PROBLEM TO SOLVE:
Rewrite the lines between the one holding "Indicate the hanging" and the one holding "<point>886,396</point>", inclusive, keeping the requests and multiplying every point coordinate in the answers by 1.65, rounded to whole numbers with halves rounded up. Leave the requests and their format samples unchanged.

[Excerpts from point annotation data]

+ + + + +

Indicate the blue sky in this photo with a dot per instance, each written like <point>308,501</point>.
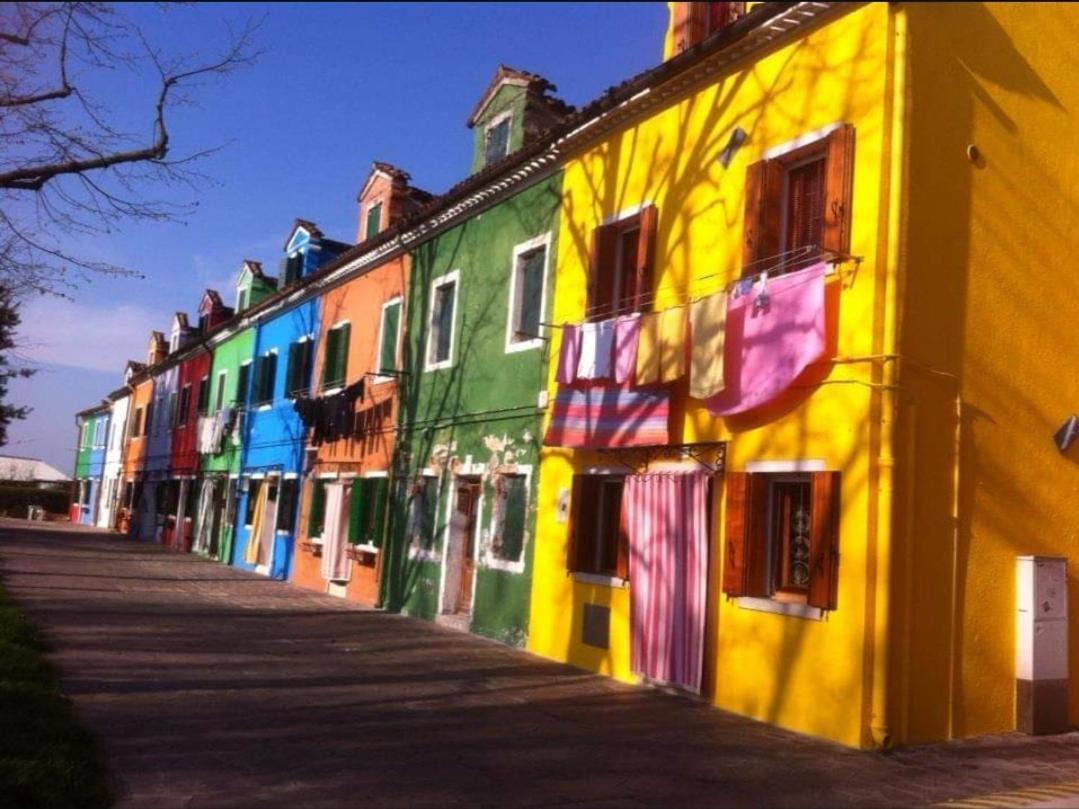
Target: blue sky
<point>337,86</point>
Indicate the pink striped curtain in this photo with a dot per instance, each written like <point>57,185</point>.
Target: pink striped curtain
<point>666,517</point>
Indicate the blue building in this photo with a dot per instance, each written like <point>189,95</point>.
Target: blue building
<point>273,436</point>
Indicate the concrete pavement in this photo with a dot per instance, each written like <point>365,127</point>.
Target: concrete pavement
<point>212,687</point>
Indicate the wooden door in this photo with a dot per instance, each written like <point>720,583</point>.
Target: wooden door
<point>464,530</point>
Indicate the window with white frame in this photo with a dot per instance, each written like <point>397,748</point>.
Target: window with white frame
<point>527,295</point>
<point>388,337</point>
<point>496,139</point>
<point>440,323</point>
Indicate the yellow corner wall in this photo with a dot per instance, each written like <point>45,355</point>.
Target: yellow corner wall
<point>989,341</point>
<point>813,676</point>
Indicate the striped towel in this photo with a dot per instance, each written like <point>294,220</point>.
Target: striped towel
<point>609,416</point>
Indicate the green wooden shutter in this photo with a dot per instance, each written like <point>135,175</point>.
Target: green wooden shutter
<point>378,491</point>
<point>513,517</point>
<point>357,502</point>
<point>391,323</point>
<point>295,361</point>
<point>316,515</point>
<point>342,352</point>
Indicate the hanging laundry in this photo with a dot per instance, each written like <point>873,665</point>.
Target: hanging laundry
<point>626,339</point>
<point>708,318</point>
<point>767,347</point>
<point>597,344</point>
<point>569,356</point>
<point>609,416</point>
<point>671,344</point>
<point>665,517</point>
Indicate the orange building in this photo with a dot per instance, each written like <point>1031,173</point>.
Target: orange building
<point>135,440</point>
<point>346,479</point>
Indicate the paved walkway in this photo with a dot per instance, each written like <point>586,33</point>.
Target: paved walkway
<point>212,687</point>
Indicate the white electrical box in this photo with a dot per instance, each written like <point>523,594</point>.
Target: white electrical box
<point>1041,644</point>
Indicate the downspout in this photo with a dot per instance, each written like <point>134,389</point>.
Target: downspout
<point>887,372</point>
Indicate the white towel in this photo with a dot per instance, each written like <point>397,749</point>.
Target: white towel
<point>597,344</point>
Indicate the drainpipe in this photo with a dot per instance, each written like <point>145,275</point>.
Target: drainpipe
<point>886,396</point>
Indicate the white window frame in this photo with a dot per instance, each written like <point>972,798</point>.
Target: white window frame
<point>378,379</point>
<point>326,345</point>
<point>794,609</point>
<point>269,405</point>
<point>442,280</point>
<point>496,121</point>
<point>367,214</point>
<point>519,250</point>
<point>488,558</point>
<point>433,553</point>
<point>222,378</point>
<point>367,548</point>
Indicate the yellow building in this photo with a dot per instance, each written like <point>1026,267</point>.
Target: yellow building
<point>862,524</point>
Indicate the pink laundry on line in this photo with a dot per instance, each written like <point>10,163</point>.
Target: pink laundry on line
<point>768,346</point>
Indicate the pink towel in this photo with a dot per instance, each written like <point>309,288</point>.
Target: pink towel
<point>570,355</point>
<point>626,338</point>
<point>768,346</point>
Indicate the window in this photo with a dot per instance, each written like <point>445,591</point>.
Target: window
<point>367,508</point>
<point>243,384</point>
<point>316,515</point>
<point>782,537</point>
<point>800,199</point>
<point>527,295</point>
<point>286,505</point>
<point>423,511</point>
<point>181,416</point>
<point>221,378</point>
<point>440,325</point>
<point>510,504</point>
<point>388,336</point>
<point>622,274</point>
<point>373,220</point>
<point>336,361</point>
<point>496,140</point>
<point>696,22</point>
<point>291,269</point>
<point>599,544</point>
<point>265,373</point>
<point>298,378</point>
<point>203,395</point>
<point>253,496</point>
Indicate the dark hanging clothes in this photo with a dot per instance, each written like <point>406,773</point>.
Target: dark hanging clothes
<point>330,417</point>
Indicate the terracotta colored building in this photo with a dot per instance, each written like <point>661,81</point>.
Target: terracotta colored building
<point>362,321</point>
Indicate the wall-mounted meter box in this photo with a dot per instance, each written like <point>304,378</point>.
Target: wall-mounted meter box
<point>1041,644</point>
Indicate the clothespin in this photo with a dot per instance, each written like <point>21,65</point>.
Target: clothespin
<point>761,301</point>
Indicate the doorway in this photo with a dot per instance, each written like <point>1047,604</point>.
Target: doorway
<point>461,552</point>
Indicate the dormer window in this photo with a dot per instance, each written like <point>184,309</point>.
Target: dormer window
<point>373,220</point>
<point>292,266</point>
<point>496,139</point>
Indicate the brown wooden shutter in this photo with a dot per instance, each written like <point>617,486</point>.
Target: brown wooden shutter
<point>622,563</point>
<point>734,565</point>
<point>645,258</point>
<point>601,272</point>
<point>574,549</point>
<point>764,196</point>
<point>838,189</point>
<point>824,540</point>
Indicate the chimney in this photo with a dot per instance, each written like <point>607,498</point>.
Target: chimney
<point>691,24</point>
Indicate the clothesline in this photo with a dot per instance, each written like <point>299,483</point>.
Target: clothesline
<point>788,261</point>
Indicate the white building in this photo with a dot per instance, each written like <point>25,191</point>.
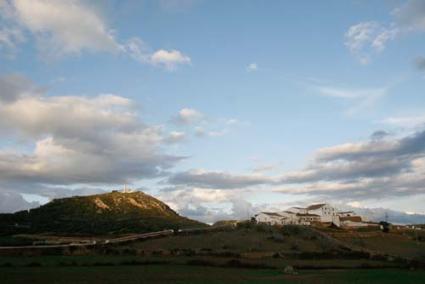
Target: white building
<point>271,218</point>
<point>323,213</point>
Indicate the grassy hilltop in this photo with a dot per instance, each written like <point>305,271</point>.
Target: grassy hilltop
<point>110,213</point>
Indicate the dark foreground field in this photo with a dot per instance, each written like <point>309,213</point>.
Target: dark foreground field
<point>160,273</point>
<point>245,254</point>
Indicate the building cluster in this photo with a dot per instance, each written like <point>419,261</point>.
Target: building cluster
<point>322,214</point>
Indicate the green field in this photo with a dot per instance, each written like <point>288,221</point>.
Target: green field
<point>198,274</point>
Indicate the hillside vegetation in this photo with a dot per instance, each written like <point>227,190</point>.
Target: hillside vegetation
<point>110,213</point>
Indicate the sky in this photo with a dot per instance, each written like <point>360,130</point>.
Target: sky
<point>219,108</point>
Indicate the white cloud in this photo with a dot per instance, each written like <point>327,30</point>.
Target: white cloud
<point>405,121</point>
<point>217,179</point>
<point>169,59</point>
<point>188,116</point>
<point>90,140</point>
<point>175,137</point>
<point>66,27</point>
<point>10,37</point>
<point>365,38</point>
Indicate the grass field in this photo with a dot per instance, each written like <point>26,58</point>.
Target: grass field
<point>198,274</point>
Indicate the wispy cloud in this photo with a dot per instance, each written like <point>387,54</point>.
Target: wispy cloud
<point>71,27</point>
<point>360,99</point>
<point>252,67</point>
<point>370,37</point>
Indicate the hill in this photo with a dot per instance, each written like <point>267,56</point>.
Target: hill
<point>110,213</point>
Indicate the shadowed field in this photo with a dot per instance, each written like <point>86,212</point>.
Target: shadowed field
<point>199,274</point>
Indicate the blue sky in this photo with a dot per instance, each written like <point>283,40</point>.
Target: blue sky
<point>234,99</point>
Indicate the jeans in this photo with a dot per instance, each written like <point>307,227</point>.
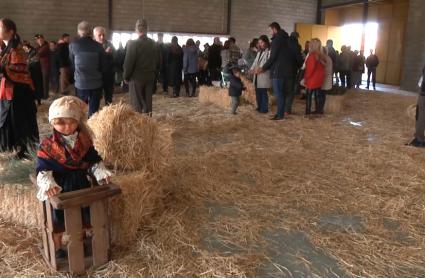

+ + + + +

RESPONSE TO THE TASK:
Indicate the hanging laundry in this photo with a dot per instance, each written like <point>873,665</point>.
Target: hanging laundry
<point>1033,559</point>
<point>1168,525</point>
<point>1266,573</point>
<point>985,568</point>
<point>939,587</point>
<point>1005,686</point>
<point>1107,568</point>
<point>1097,853</point>
Indicate the orange building in this photo with a dot per instance, each written like <point>1031,173</point>.
Target: orange building
<point>223,726</point>
<point>571,790</point>
Indicate the paved walkway in this photo with a dot per instance, each written like <point>586,33</point>.
Target: paved walkway
<point>350,1134</point>
Indicate the white electrical box in this photo with a dot per instance, each written like <point>523,594</point>.
Target: white electrical box
<point>1718,1063</point>
Indicate the downspout in this photo with a dot per instance, each written like <point>134,389</point>.
Target: downspout
<point>1464,614</point>
Indicate the white towel in this photo with a dot per instance, each written like <point>397,749</point>.
Target: white towel
<point>985,568</point>
Indicate the drainpipe in this photo with a dot per instance, each written like <point>145,275</point>.
Target: drainpipe
<point>1462,653</point>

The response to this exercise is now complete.